Excerpted passage
Private clouds and the future

2016-08-29

I used to work for EMC. I was hired into EMC to build a backup product for VMware's attempt at a cloud - vCloud. After I had time to take a close look, this was a bit awkward. Simply put - vCloud was crap. The architecture was crap. The implementation was embarrassing.

Once long ago, as a developer, I was an early VMware customer and found their products useful. A few years later, their developer products became unusable, and I switched to using VirtualBox. Naturally I did not mention this in the EMC interview.

In a larger sense, I could understand VMware choosing "enterprise" customers over developers. The enterprise customers pay more.

At EMC, I came to understand that VMware had followed the Microsoft Windows model. In the late 1990's, after the first overwhelming success of Windows, Microsoft tried to again re-invent the world ... and repeatedly failed. VMware followed the Microsoft model.

Aim A
In the post on private clouds, which product did the author switch to once VMware's developer products became unusable?
Aim B
List every company the post on private clouds names.
Aim C
Print the part of the post on private clouds that opens with the words containing "Private clouds and" and closes with "customers pay more.".

Provided material
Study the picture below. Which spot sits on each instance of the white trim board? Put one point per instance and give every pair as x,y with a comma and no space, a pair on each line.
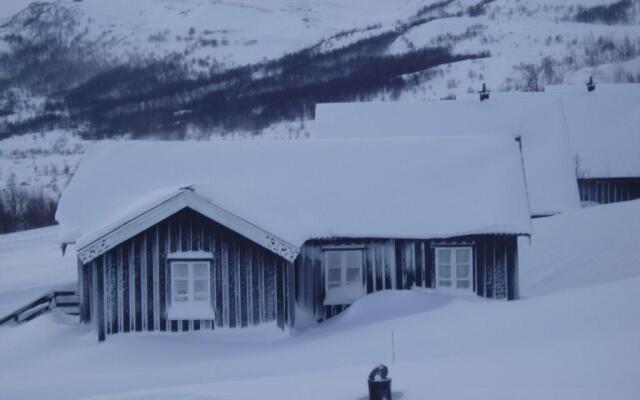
187,198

Result A
VirtualBox.

Result B
EMC, VMware, Microsoft

Result C
Private clouds and the future

2016-08-29

I used to work for EMC. I was hired into EMC to build a backup product for VMware's attempt at a cloud - vCloud. After I had time to take a close look, this was a bit awkward. Simply put - vCloud was crap. The architecture was crap. The implementation was embarrassing.

Once long ago, as a developer, I was an early VMware customer and found their products useful. A few years later, their developer products became unusable, and I switched to using VirtualBox. Naturally I did not mention this in the EMC interview.

In a larger sense, I could understand VMware choosing "enterprise" customers over developers. The enterprise customers pay more.